**The request:**
Could you render every line of the entries below as a JSON list of strings, one string per line, with blank lines skipped and the pictures left out?

**Dataset rows:**
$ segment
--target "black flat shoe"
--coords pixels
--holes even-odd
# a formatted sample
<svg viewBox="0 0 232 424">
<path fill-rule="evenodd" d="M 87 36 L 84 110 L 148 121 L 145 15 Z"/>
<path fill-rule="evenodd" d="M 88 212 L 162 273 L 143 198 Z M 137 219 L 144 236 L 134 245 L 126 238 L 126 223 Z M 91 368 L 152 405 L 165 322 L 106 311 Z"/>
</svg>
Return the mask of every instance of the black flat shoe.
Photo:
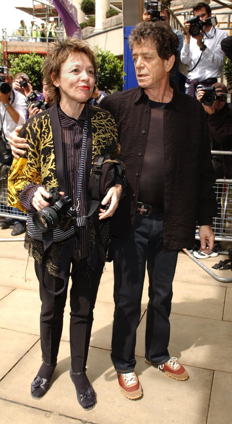
<svg viewBox="0 0 232 424">
<path fill-rule="evenodd" d="M 50 382 L 46 378 L 36 377 L 31 383 L 30 395 L 34 399 L 41 399 L 48 390 Z"/>
<path fill-rule="evenodd" d="M 71 380 L 76 388 L 77 397 L 78 402 L 83 409 L 88 410 L 92 409 L 95 405 L 94 391 L 89 382 L 89 385 L 81 390 L 78 390 L 76 386 L 76 382 L 75 381 L 73 378 L 75 376 L 81 375 L 85 374 L 85 371 L 82 371 L 81 372 L 75 372 L 72 371 L 72 368 L 69 371 Z M 88 379 L 87 379 L 88 380 Z"/>
</svg>

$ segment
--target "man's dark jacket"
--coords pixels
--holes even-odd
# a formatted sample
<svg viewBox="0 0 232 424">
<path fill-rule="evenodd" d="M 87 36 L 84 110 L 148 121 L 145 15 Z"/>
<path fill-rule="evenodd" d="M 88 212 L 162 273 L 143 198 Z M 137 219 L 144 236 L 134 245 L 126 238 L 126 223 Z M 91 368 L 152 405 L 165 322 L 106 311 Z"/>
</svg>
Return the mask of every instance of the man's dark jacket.
<svg viewBox="0 0 232 424">
<path fill-rule="evenodd" d="M 143 89 L 136 87 L 105 97 L 100 106 L 116 122 L 127 168 L 127 192 L 111 226 L 113 235 L 126 240 L 135 213 L 150 121 L 149 100 Z M 212 188 L 215 175 L 204 109 L 196 99 L 176 87 L 164 109 L 163 138 L 164 248 L 191 247 L 196 221 L 210 224 L 217 213 Z"/>
</svg>

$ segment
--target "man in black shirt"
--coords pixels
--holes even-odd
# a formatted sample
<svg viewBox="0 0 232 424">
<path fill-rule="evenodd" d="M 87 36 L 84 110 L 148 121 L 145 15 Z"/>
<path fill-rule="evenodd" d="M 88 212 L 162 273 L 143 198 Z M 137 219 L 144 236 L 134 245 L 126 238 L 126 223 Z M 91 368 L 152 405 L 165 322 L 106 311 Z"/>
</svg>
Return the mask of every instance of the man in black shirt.
<svg viewBox="0 0 232 424">
<path fill-rule="evenodd" d="M 146 262 L 145 361 L 185 380 L 187 371 L 168 350 L 172 281 L 178 249 L 194 244 L 196 220 L 202 250 L 206 243 L 213 248 L 210 224 L 217 209 L 204 109 L 169 84 L 177 36 L 166 22 L 142 22 L 128 41 L 139 86 L 108 96 L 100 106 L 117 124 L 127 183 L 111 222 L 116 236 L 111 357 L 120 390 L 136 399 L 142 393 L 134 371 L 135 349 Z"/>
<path fill-rule="evenodd" d="M 188 371 L 168 350 L 172 281 L 178 250 L 194 244 L 196 221 L 202 250 L 206 243 L 213 248 L 210 225 L 217 206 L 204 109 L 169 84 L 178 37 L 165 22 L 143 22 L 129 42 L 139 86 L 107 96 L 100 106 L 116 123 L 127 167 L 126 195 L 111 222 L 116 246 L 111 356 L 120 390 L 136 399 L 142 393 L 135 349 L 146 262 L 145 360 L 185 380 Z M 14 138 L 13 152 L 20 153 L 23 140 Z"/>
</svg>

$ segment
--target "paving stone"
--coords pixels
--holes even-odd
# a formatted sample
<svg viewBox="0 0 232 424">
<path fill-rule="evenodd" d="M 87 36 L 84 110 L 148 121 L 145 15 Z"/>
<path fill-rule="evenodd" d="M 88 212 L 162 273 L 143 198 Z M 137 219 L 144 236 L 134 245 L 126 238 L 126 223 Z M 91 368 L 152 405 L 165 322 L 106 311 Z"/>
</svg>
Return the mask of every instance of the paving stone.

**Answer to the problem:**
[
  "$ segment",
  "--target \"black flat shoe\"",
  "--coords pixels",
  "--holes even-odd",
  "# a formatted sample",
  "<svg viewBox=\"0 0 232 424\">",
  "<path fill-rule=\"evenodd\" d=\"M 87 36 L 84 110 L 148 121 L 145 15 Z\"/>",
  "<path fill-rule=\"evenodd\" d=\"M 88 212 L 162 273 L 143 198 Z M 137 219 L 144 236 L 134 245 L 126 238 L 126 223 Z M 91 368 L 152 405 L 165 322 L 106 311 Z\"/>",
  "</svg>",
  "Return the mask of every instance of the black flat shoe.",
  "Photo:",
  "<svg viewBox=\"0 0 232 424\">",
  "<path fill-rule=\"evenodd\" d=\"M 50 382 L 46 378 L 36 377 L 31 383 L 30 395 L 34 399 L 41 399 L 48 390 Z\"/>",
  "<path fill-rule=\"evenodd\" d=\"M 71 380 L 76 388 L 77 397 L 78 402 L 83 409 L 88 410 L 92 409 L 95 405 L 94 391 L 89 382 L 89 385 L 81 390 L 78 390 L 76 386 L 76 382 L 75 381 L 73 378 L 75 376 L 81 375 L 85 374 L 85 371 L 82 371 L 81 372 L 75 372 L 72 371 L 72 368 L 69 371 Z M 88 379 L 87 379 L 88 380 Z\"/>",
  "</svg>",
  "$ segment",
  "--target \"man's dark jacket\"",
  "--coords pixels",
  "--holes even-odd",
  "# a formatted sample",
  "<svg viewBox=\"0 0 232 424\">",
  "<path fill-rule=\"evenodd\" d=\"M 87 36 L 84 110 L 148 121 L 145 15 Z\"/>",
  "<path fill-rule=\"evenodd\" d=\"M 88 212 L 162 273 L 143 198 Z M 137 219 L 144 236 L 134 245 L 126 238 L 126 223 Z M 91 368 L 152 405 L 165 322 L 106 311 Z\"/>",
  "</svg>",
  "Return the mask of every instance of the man's dark jacket.",
  "<svg viewBox=\"0 0 232 424\">",
  "<path fill-rule=\"evenodd\" d=\"M 143 89 L 136 87 L 105 97 L 100 106 L 116 122 L 127 168 L 127 192 L 111 226 L 113 235 L 126 240 L 135 213 L 150 121 L 149 100 Z M 212 188 L 215 175 L 204 109 L 196 99 L 176 87 L 164 109 L 163 138 L 164 248 L 191 247 L 196 221 L 210 224 L 217 213 Z\"/>",
  "</svg>",
  "$ segment",
  "--target \"man in black shirt\"",
  "--coords pixels",
  "--holes even-odd",
  "# a formatted sample",
  "<svg viewBox=\"0 0 232 424\">",
  "<path fill-rule=\"evenodd\" d=\"M 87 36 L 84 110 L 148 121 L 145 15 Z\"/>",
  "<path fill-rule=\"evenodd\" d=\"M 88 212 L 162 273 L 143 198 Z M 137 219 L 144 236 L 134 245 L 126 238 L 126 223 Z M 91 368 L 152 405 L 165 322 L 106 311 Z\"/>",
  "</svg>",
  "Return the mask of every instance of the man in black shirt.",
  "<svg viewBox=\"0 0 232 424\">",
  "<path fill-rule=\"evenodd\" d=\"M 146 262 L 145 361 L 185 380 L 187 371 L 168 350 L 172 281 L 178 249 L 194 244 L 196 220 L 202 250 L 206 243 L 213 248 L 210 224 L 217 209 L 204 109 L 169 84 L 177 36 L 166 22 L 142 22 L 128 41 L 139 86 L 108 96 L 100 106 L 117 124 L 127 183 L 111 222 L 116 236 L 111 357 L 120 390 L 136 399 L 142 393 L 134 371 L 135 349 Z\"/>",
  "<path fill-rule=\"evenodd\" d=\"M 188 371 L 168 350 L 172 281 L 178 250 L 194 244 L 196 221 L 202 250 L 206 243 L 213 248 L 210 225 L 217 206 L 204 109 L 169 84 L 178 37 L 165 22 L 143 22 L 129 42 L 139 86 L 107 96 L 100 106 L 116 123 L 127 167 L 126 195 L 111 222 L 116 246 L 111 356 L 120 390 L 136 399 L 142 393 L 135 349 L 146 262 L 145 360 L 185 380 Z M 14 138 L 13 152 L 20 153 L 23 140 Z\"/>",
  "</svg>",
  "$ segment",
  "--target \"paving stone\"",
  "--coords pixels",
  "--holes even-odd",
  "# a formatted sample",
  "<svg viewBox=\"0 0 232 424\">",
  "<path fill-rule=\"evenodd\" d=\"M 87 36 L 84 110 L 148 121 L 145 15 Z\"/>",
  "<path fill-rule=\"evenodd\" d=\"M 88 212 L 162 273 L 143 198 Z M 137 219 L 144 236 L 134 245 L 126 238 L 126 223 Z M 91 368 L 152 405 L 165 322 L 106 311 Z\"/>",
  "</svg>",
  "Return the mask of every instance of the paving stone."
]